[Records from a collection]
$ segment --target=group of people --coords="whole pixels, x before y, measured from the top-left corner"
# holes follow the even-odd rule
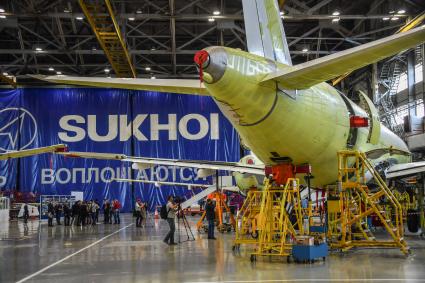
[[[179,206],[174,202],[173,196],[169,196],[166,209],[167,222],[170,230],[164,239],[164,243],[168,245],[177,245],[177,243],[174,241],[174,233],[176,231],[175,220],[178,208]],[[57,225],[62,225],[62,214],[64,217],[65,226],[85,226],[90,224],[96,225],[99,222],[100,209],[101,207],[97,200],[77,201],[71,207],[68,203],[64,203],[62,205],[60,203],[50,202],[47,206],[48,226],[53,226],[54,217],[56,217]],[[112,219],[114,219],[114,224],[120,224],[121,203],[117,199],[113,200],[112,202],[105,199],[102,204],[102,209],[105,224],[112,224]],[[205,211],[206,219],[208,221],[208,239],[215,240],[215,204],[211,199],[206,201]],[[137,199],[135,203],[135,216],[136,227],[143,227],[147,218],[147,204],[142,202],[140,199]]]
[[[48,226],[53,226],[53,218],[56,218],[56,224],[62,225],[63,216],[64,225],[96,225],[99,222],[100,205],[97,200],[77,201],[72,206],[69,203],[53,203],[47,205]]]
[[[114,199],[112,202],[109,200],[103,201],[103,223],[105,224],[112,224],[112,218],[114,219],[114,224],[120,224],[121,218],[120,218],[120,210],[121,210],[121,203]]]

| EXERCISE BRIEF |
Your answer must be the records above, word for word, with every picture left out.

| YOUR RESPONSE |
$ segment --target=group of people --coords="whole pixels, x before y, measured from the top-left corner"
# holes follow the even-odd rule
[[[179,206],[174,202],[173,196],[169,196],[166,209],[167,222],[170,230],[164,239],[164,243],[168,245],[177,245],[177,243],[174,241],[174,233],[176,231],[175,220],[178,208]],[[57,225],[62,225],[62,214],[64,217],[65,226],[85,226],[90,224],[96,225],[99,222],[100,209],[101,207],[97,200],[77,201],[71,207],[68,203],[64,203],[62,205],[60,203],[50,202],[47,206],[48,226],[53,226],[54,217],[56,217]],[[112,219],[114,219],[114,224],[120,224],[121,203],[117,199],[113,200],[112,202],[105,199],[102,204],[102,209],[105,224],[112,224]],[[205,211],[206,219],[208,221],[208,239],[215,240],[215,204],[211,199],[206,201]],[[137,199],[135,203],[135,216],[136,227],[143,227],[147,218],[147,204],[142,202],[140,199]]]
[[[48,226],[53,226],[53,218],[56,218],[56,224],[62,225],[63,216],[64,225],[96,225],[99,222],[100,205],[97,200],[77,201],[72,206],[69,203],[53,203],[47,205]]]
[[[114,199],[112,202],[109,200],[103,201],[103,223],[105,224],[112,224],[112,218],[114,219],[114,224],[120,224],[121,218],[120,218],[120,210],[121,210],[121,203]]]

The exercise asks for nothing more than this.